**Problem statement:**
Quote verbatim the lines of the material below, from the line containing "Could you kindly indicate each instance of the blurred" up to and including the line containing "<point>231,164</point>".

=====

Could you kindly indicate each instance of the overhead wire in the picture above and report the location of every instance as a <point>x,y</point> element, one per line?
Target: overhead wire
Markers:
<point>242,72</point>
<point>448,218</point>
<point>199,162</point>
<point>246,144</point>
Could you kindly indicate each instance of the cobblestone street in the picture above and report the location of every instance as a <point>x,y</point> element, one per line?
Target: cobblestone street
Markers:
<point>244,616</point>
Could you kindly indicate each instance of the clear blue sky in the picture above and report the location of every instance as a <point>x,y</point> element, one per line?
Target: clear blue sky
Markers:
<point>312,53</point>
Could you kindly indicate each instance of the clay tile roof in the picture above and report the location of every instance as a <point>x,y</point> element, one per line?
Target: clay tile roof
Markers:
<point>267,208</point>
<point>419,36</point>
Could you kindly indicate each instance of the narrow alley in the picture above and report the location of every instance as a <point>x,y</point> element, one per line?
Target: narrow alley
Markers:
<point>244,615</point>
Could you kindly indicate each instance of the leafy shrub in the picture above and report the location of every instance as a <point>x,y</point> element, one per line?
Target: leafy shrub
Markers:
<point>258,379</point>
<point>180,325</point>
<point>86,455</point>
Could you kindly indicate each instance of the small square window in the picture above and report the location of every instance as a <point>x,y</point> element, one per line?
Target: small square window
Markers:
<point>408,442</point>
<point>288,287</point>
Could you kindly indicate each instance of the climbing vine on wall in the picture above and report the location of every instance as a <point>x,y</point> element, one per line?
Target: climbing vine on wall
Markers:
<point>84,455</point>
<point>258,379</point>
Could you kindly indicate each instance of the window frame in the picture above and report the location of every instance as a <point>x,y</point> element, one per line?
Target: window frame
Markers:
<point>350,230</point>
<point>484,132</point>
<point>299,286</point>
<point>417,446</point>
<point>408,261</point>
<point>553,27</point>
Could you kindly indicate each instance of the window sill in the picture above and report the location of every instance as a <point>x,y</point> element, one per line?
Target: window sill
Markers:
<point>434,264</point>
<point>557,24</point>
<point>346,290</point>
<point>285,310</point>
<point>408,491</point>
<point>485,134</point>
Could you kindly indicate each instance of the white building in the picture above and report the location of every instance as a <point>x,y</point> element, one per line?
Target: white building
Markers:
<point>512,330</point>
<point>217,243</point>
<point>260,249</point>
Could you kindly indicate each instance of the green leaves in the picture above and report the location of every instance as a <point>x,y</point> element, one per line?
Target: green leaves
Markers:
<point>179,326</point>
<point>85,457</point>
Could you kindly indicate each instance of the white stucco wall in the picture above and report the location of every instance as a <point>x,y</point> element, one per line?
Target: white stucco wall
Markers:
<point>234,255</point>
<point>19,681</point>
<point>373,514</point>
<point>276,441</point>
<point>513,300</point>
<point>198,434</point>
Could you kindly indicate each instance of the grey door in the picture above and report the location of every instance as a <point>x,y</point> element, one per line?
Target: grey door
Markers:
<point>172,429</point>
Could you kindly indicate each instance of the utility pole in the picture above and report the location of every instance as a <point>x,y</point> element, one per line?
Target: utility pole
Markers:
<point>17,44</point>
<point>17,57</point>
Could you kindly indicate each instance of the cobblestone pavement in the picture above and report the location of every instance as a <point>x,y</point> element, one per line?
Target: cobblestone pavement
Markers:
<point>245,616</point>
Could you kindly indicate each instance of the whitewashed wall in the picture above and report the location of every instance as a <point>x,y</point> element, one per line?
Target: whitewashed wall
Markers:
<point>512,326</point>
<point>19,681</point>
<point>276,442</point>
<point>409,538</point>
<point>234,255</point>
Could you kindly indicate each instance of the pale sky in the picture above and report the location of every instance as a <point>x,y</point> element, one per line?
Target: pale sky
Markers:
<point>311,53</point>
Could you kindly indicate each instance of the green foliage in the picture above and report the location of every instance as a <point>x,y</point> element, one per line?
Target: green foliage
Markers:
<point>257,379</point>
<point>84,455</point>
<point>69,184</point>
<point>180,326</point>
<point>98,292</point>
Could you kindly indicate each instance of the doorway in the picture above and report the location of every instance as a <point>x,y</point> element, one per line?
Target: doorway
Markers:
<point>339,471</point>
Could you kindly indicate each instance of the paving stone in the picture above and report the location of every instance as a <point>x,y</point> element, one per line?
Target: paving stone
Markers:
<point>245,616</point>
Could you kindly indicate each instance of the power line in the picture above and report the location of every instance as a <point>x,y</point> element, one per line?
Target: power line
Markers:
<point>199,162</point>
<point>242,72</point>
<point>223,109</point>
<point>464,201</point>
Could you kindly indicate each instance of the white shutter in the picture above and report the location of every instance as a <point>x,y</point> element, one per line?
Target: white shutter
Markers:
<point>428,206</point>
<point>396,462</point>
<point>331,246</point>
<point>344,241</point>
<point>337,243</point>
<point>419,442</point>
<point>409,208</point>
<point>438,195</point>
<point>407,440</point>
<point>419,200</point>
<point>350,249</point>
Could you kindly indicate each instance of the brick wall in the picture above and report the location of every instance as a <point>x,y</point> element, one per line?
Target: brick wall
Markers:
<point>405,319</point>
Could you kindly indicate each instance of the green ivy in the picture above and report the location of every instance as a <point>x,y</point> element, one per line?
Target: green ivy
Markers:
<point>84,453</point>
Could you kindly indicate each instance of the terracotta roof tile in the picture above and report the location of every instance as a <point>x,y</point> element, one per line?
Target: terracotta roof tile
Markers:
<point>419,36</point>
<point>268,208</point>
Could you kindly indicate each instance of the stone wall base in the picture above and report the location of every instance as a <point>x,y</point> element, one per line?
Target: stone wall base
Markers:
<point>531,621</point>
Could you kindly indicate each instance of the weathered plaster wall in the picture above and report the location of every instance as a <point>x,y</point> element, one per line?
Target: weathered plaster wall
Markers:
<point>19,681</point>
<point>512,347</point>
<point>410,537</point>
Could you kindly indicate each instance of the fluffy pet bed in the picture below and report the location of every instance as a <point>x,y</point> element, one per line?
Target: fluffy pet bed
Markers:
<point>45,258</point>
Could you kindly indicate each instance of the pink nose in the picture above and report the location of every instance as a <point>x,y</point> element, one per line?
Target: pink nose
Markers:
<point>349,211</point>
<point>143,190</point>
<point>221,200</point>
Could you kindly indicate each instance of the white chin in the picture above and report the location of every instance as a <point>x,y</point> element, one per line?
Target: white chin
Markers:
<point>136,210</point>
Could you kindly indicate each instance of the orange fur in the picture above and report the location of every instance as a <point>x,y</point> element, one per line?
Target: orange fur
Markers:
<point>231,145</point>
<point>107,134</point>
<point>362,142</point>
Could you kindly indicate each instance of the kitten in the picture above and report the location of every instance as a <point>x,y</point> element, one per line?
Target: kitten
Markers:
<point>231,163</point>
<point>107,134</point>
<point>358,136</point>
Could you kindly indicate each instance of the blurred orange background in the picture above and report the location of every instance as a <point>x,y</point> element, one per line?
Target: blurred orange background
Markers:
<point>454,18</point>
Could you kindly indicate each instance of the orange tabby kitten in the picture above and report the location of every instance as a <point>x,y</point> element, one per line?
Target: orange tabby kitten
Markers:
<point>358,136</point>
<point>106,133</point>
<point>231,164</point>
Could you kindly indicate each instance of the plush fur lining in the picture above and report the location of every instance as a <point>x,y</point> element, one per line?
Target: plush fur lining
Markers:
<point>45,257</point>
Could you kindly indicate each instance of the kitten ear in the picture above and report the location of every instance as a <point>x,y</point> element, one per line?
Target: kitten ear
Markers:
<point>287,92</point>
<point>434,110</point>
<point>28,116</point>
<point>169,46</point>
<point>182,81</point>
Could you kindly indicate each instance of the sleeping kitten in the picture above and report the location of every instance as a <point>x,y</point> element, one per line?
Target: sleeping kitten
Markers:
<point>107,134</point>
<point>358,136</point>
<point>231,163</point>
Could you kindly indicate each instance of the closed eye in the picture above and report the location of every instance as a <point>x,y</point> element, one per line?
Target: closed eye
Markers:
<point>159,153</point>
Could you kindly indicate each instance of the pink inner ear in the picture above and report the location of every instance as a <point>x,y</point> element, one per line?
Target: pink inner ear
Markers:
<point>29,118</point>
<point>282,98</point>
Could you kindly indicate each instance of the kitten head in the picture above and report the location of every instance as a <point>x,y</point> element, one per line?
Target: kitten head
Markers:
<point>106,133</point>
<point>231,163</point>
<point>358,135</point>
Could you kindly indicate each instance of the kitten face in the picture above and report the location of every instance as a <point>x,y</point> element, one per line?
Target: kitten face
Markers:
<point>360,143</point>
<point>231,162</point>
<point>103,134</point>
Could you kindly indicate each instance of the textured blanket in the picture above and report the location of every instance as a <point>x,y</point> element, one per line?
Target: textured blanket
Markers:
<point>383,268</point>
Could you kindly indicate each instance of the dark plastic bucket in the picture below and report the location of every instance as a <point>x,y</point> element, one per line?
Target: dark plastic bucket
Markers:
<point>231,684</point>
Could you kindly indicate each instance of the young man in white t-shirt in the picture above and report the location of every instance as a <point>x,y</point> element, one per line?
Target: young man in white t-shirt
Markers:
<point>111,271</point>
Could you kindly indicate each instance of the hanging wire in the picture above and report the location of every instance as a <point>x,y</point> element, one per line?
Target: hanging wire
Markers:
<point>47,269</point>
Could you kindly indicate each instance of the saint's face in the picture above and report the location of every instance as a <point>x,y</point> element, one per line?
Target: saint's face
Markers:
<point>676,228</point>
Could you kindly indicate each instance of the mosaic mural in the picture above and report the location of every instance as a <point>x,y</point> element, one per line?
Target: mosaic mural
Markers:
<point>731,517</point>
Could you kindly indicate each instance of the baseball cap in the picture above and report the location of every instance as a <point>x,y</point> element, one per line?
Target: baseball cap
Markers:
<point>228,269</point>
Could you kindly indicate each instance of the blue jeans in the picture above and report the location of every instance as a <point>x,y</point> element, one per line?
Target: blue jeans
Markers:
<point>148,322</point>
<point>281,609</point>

=====

**Result:**
Could you kindly indicate each instance of the blurred orange background in the picture above and report the location of every instance as a <point>x,y</point> element, one per line?
Target: blurred orange background
Markers:
<point>454,18</point>
Could you kindly indicate each instance of the orange tabby kitten in the picture above and report the location of every instance as a <point>x,y</point> element, one per line?
Target: orange tabby kitten
Markers:
<point>358,136</point>
<point>106,133</point>
<point>231,164</point>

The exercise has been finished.